*Your instructions*: Word for word, set down the records and skip each picture.

[Region pointing data]
***

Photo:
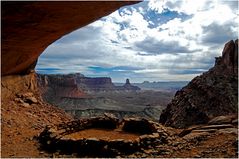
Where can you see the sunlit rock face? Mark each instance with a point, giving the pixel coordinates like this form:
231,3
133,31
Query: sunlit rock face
211,94
29,27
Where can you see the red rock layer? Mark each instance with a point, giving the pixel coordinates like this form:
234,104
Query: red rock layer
211,94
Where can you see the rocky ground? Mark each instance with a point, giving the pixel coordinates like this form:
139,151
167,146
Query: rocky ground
25,116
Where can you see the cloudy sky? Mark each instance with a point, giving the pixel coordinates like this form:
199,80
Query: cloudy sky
158,40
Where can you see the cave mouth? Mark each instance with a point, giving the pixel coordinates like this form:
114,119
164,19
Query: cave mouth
104,136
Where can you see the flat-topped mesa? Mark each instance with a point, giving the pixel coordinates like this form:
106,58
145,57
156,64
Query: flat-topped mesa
80,83
26,32
95,84
128,86
214,93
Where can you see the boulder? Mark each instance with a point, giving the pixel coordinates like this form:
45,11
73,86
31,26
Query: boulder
221,120
212,94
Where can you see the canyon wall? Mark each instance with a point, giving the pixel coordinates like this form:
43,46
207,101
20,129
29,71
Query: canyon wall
211,94
79,83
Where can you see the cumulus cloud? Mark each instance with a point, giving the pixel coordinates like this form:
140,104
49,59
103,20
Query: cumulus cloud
152,40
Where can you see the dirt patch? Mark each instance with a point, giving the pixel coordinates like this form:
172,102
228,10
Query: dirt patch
103,134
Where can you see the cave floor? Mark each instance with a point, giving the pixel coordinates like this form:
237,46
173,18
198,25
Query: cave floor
21,124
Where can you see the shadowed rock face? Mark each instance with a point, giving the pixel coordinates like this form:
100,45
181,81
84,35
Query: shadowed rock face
211,94
29,27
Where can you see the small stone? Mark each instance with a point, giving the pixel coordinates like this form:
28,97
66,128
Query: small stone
235,122
197,156
31,100
26,105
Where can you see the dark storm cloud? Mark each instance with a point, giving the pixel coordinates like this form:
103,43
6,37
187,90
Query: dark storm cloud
218,34
82,34
152,46
233,4
188,71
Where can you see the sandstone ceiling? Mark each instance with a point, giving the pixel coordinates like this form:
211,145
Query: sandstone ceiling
29,27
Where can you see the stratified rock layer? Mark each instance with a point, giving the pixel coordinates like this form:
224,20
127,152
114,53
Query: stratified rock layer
211,94
29,27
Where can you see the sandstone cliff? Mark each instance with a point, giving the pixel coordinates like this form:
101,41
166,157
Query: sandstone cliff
211,94
76,85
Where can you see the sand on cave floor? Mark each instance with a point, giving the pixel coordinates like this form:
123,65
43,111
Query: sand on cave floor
103,134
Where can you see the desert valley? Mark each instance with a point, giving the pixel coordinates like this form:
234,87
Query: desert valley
71,115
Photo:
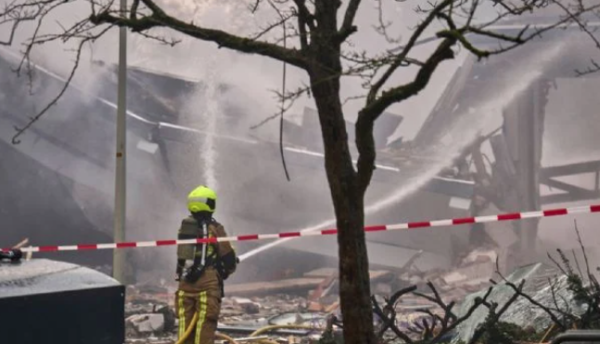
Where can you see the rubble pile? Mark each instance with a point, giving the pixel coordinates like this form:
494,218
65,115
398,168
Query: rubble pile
304,302
297,310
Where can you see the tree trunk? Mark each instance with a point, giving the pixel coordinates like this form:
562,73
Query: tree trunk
347,200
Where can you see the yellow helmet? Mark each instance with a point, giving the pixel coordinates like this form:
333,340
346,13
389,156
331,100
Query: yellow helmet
202,199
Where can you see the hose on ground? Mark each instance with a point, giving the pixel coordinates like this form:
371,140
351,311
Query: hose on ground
226,337
277,327
256,333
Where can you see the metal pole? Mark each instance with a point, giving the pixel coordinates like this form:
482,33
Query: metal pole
120,173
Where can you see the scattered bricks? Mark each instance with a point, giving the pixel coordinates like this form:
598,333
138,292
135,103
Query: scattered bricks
247,305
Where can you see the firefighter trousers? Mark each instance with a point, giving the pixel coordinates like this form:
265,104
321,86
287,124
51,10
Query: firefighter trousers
207,303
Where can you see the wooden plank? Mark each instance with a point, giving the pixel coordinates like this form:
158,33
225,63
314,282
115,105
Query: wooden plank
284,286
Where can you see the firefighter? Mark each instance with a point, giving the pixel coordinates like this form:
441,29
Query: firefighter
201,269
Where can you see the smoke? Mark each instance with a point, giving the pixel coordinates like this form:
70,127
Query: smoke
484,114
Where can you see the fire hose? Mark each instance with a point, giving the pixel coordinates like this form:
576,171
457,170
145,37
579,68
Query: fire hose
256,333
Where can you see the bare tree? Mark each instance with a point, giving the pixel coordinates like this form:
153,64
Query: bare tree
317,44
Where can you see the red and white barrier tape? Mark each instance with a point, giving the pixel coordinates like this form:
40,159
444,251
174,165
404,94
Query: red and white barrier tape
252,237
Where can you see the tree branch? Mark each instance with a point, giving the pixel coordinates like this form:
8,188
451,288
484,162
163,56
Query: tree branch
376,87
224,39
348,27
367,116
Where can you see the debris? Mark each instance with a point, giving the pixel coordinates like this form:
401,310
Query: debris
146,323
295,285
247,305
521,312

***

*Your solution*:
Photo:
Where can you see the sunlit rock face? Mark each instance with a point, giving the pixel coordinates like this form:
231,3
133,31
Query: sunlit rock face
211,94
29,27
Where can you see the red rock layer? Mark each instance with a point, giving the pixel coordinates like this form:
234,104
Query: red rock layer
211,94
Where can you see the rocky ground? Mark each instance with a point, giving the pixel coordinates like this form:
139,151
167,146
Query: rocky ground
25,116
Where can you see the cloudy sky? Mark each instance with a point, giving the pixel coordinates like this form:
199,80
Query: cloudy sky
158,40
Where can you see the cave mouth? Mark each instance with a point, giving the pixel coordinates like this form:
114,119
164,19
Query: cave mouth
104,136
Where can you see the flat-topped mesa? Mark each instance with a point, giving the pixel coordinates like this form:
106,58
145,57
156,64
Query: flat-topped mesa
80,83
26,32
95,84
128,86
214,93
Where can you see the boulder? Mark each instance with a point, giving the pixel coordinates like this form:
45,11
73,86
31,26
Query: boulder
221,120
212,94
Where can you see the canyon wall? Mark each instance with a point, giving the pixel coordinates like this form:
43,46
207,101
20,129
29,71
Query: canyon wall
211,94
79,83
Where can you see the cumulus cloud? Mark each instance with a point, giving the pixel coordinates like this form:
140,104
49,59
103,20
Query: cumulus cloud
152,40
Where can you see the dirt patch? Mark each instance with a point, giving the pixel coordinates like this form:
172,102
228,10
Query: dirt patch
103,134
Where can you see the cave floor? Mark each instance with a point, giving the pixel coordinates like this form:
237,46
173,18
198,25
Query: cave floor
21,124
Where can you see the shadowed rock face? Mark each instance with a point, giving the pixel coordinates like this form:
100,45
181,81
84,35
Query: shadowed rock face
211,94
29,27
Where can you see the small stone? Mark each instance with a point, giving the pixel coordinates like this form:
28,97
66,128
Query: small stone
235,122
197,156
31,100
26,105
Where can you see the dark storm cloud? Mark each instance with a point, giving the pixel coordinates like this form:
103,43
6,37
187,90
Query: dark storm cloud
218,34
82,34
152,46
233,4
188,71
Where can you see the sandstone ceiling? Mark each instance with a point, giving the pixel coordinates like this form:
211,145
Query: sandstone ceiling
29,27
Where can you see the stratified rock layer? Mark each instance with a point, giving the pixel coordinates like this form:
224,20
127,152
114,53
Query: stratified rock layer
211,94
29,27
Where can you see the sandstone cliff? Mark each instance with a point, giving the pixel coordinates like this form:
101,41
166,157
Query: sandstone cliff
211,94
76,85
Where can you see the sand on cave floor? Mark each instance with a point, giving the pixel coordinates like this form:
123,65
43,111
Query: sand on cave floor
103,134
Where can you see the desert valley? Mark each instance with a point, giving the pixel coordinates like this form:
234,87
Query: desert valley
71,115
Photo:
Where can you see the rubble pile? Mark each instance with a point, giving the pixel coordinates like this form:
494,218
65,115
398,168
Query: rubble pile
304,302
297,310
Where can you see the tree trunk? Mark each instance with a point, giving the pixel coordinates like this form:
562,73
Query: tree trunk
347,200
Where can you see the yellow helmet? Mark each instance with a point, giving the pixel coordinates like this form:
333,340
346,13
389,156
331,100
Query: yellow helmet
202,199
Where can you see the hose on ground? Mark each instance with a point, giving the pixel coordinates like this form:
371,140
351,311
Query: hose on ground
226,337
277,327
256,333
Where can you see the metal pole? Mark each instance with a point, giving the pixel coordinates like this form:
482,33
Query: metal pole
120,173
Where can you see the scattered bricks? Mark each instance with a point, giving the pixel coordinates like this form:
598,333
138,292
135,103
Query: scattered bricks
247,305
Where can you see the firefighter trousers? Mark each instance with a point, giving the pixel coordinates like this form:
265,104
321,86
287,124
51,10
Query: firefighter trousers
207,303
Where can you see the wooden plank? Mark each instance with a point, giving the pixel coordinates like this form:
158,33
225,63
314,282
115,105
Query: wooden plank
284,286
Where can you see the firefighter? Mark each instance with a point, giving the pixel coordinates like this form:
441,29
Query: firefighter
201,269
Where can you see the smoke? Mark each instance with a point, giving the pixel coordinates like this form:
70,127
Query: smoke
484,114
Where can you see the fire hose? Mark each instance with a point, giving the pixel coordinates like this form:
576,171
457,170
145,37
579,68
Query: fire hose
256,333
Where can you see the bare tree? Mark each instance with a point, giving the pixel coordinates like this form:
153,64
Query: bare tree
317,44
Where can you see the red and white barrier tape? Mark each instance with a point, giving the pixel coordinates like this form:
40,159
444,251
174,165
404,94
Query: red and white barrier tape
252,237
Where can you see the tree branch? Mark each instance with a point, giving the pixel coordinates like this form:
8,188
451,288
484,162
163,56
Query: tree branch
376,87
224,39
348,27
367,116
Where can you see the debris? Mark each instance with a point, giving the pixel coordinates like this form:
401,310
Query: debris
146,323
295,285
247,305
521,312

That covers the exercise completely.